SOURCE MATERIAL:
====
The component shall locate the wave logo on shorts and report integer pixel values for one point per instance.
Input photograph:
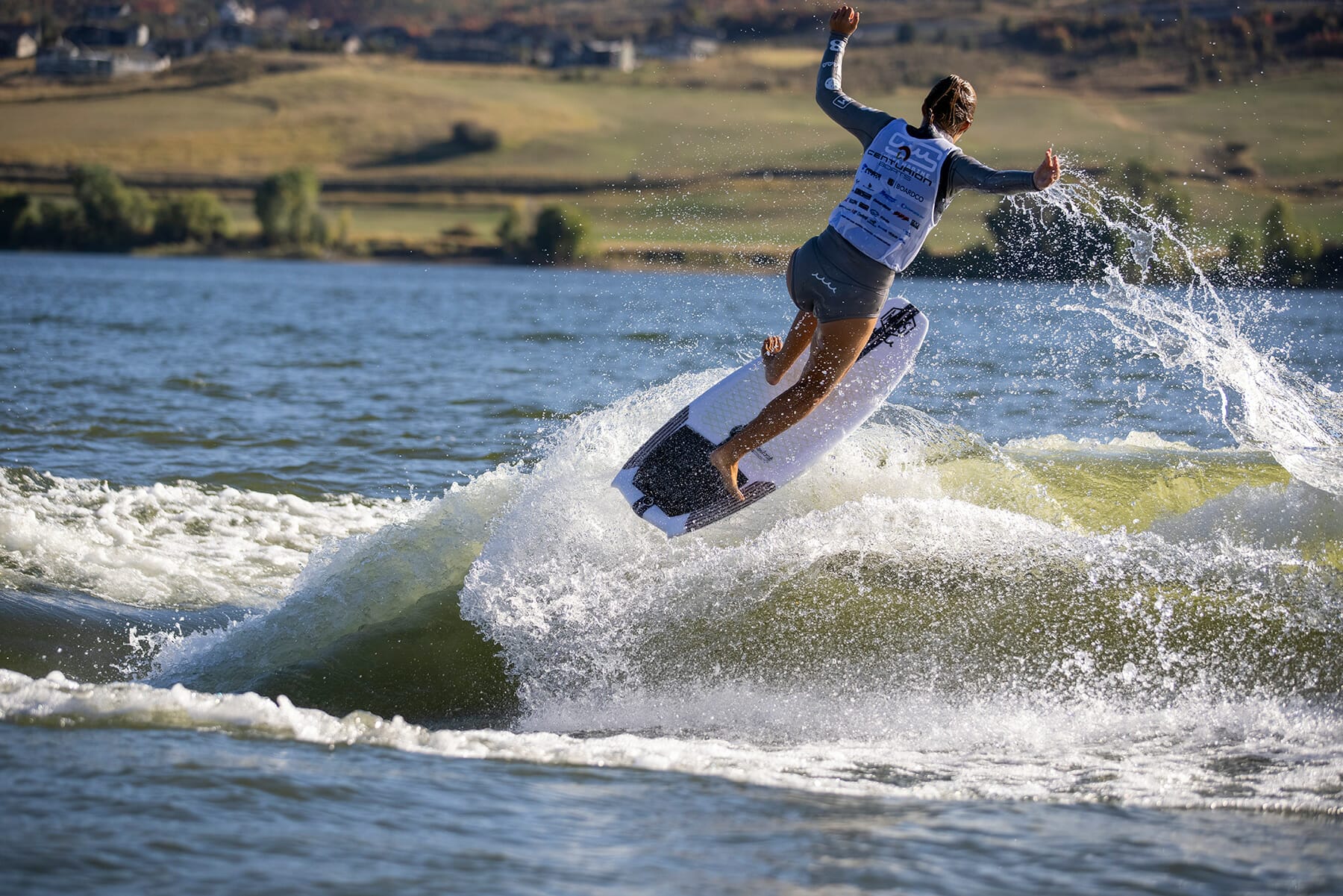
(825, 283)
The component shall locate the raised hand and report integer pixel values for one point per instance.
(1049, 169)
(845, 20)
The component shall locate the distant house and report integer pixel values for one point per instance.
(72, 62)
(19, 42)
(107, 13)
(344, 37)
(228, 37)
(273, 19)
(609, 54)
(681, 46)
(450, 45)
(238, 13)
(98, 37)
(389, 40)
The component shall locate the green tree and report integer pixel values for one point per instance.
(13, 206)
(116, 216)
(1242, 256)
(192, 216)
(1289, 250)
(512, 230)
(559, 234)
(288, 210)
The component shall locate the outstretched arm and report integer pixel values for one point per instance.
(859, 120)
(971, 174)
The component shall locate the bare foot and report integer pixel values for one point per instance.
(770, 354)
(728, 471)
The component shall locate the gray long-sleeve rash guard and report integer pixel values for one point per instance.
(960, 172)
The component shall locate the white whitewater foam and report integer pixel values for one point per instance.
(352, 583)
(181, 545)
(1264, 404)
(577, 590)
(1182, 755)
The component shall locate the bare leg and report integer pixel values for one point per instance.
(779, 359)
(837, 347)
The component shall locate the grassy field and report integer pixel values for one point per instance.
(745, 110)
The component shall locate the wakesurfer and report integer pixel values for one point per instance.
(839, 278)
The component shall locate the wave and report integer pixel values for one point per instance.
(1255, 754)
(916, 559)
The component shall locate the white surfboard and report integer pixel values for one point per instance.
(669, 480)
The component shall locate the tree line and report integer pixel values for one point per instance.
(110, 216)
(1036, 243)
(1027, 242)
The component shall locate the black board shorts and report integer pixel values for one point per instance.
====
WHAT YOU SHOULD DO: Exactly the lines from the one containing "The component shall locate the gray" through the end of the records above are to be printed, and no others.

ANSWER TO THIS EXERCISE:
The component shall locate the gray long-sleeve rash guard and report integer pixel values for one point per instance.
(960, 172)
The component shall locate the white whitewater foam and report integer pixel values for one point per instance.
(352, 583)
(181, 545)
(1264, 404)
(577, 590)
(1182, 755)
The component shall locate the bare leg and report integer pixel values for one point per instance.
(779, 359)
(837, 347)
The component shall locate the grassy field and report integer pixel values for one point per instance.
(745, 110)
The component shall locate the wakesurfer and report integer pixel values for one point per instance.
(839, 278)
The component shall locate the wave and report integer pixel values for one point per instance.
(1255, 754)
(916, 559)
The component shall locate the white surfboard and report integer pixel values for one point per instance.
(669, 480)
The component shall locate the tree line and report integer pixel values for one point per instance.
(110, 216)
(1036, 243)
(1027, 242)
The component shall locate the black board shorts and report integer pixel values for one point per instance.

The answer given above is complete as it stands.